WHAT THE EXERCISE ASKS — Copy each of the records below word for word, with every number kept as it stands.

** Begin **

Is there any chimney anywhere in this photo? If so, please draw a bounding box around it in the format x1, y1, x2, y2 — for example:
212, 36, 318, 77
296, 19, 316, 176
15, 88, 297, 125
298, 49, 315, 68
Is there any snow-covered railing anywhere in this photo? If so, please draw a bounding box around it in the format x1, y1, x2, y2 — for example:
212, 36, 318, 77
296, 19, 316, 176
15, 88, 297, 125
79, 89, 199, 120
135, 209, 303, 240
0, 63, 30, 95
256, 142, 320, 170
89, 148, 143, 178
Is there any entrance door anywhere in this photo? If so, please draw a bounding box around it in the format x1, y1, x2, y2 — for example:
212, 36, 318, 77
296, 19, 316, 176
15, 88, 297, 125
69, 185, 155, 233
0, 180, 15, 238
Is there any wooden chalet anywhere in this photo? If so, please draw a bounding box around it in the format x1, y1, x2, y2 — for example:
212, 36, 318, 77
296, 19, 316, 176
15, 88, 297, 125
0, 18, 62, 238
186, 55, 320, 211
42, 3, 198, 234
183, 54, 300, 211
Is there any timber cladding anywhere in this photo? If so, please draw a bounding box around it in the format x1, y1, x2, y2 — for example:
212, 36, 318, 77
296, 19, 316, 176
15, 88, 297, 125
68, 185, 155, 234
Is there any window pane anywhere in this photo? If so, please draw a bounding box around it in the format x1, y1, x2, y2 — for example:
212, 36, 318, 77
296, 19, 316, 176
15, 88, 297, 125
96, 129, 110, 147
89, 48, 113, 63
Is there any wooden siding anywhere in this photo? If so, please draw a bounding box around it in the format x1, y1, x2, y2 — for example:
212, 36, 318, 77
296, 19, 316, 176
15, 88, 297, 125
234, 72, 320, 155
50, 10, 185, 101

** End **

REPLY —
Is there any chimney anywhere in this photo? If so, please draw a bounding box around it in the format x1, y1, x2, y2 — for example:
212, 36, 318, 77
296, 19, 316, 176
15, 88, 297, 125
298, 49, 315, 68
Is there any snow-covered railing anywhere in this photo? If so, please draw a bounding box around it in the format x1, y1, x2, y2 — for example:
212, 36, 318, 77
296, 19, 316, 176
15, 88, 297, 125
79, 89, 199, 120
135, 209, 303, 240
0, 63, 30, 95
256, 142, 320, 170
89, 148, 143, 178
Is there any entrance door anywhere in this photo? If so, please draw a bounding box around it in the format x1, y1, x2, y2 — for example:
212, 36, 318, 77
296, 19, 316, 176
15, 88, 297, 125
69, 185, 155, 233
0, 180, 15, 238
Is there any wooden chalet anywhere in this photo? If so, please draw a bounding box around it in the format x1, y1, x2, y2 — for example:
212, 36, 318, 77
296, 19, 316, 176
15, 88, 297, 125
0, 18, 62, 238
186, 55, 320, 211
42, 3, 198, 234
183, 54, 300, 211
Is there any timber cladding anywhere in this photo? If so, please draw a bounding box around it in the format x1, y1, x2, y2 — for example:
212, 36, 318, 77
296, 19, 316, 176
15, 88, 297, 125
68, 185, 155, 234
Is there any window pane anywhere in this photo? If so, please draw a bounding box around it in the format x1, y1, x2, y2 — for example:
212, 36, 318, 77
296, 19, 316, 176
15, 88, 297, 125
96, 129, 110, 147
89, 48, 113, 63
Is there any wooden siding anywhere in this photo? If so, please draw a bounding box around it in the format x1, y1, x2, y2 — for example:
212, 36, 318, 77
296, 19, 316, 176
15, 88, 297, 125
234, 72, 320, 155
50, 10, 185, 101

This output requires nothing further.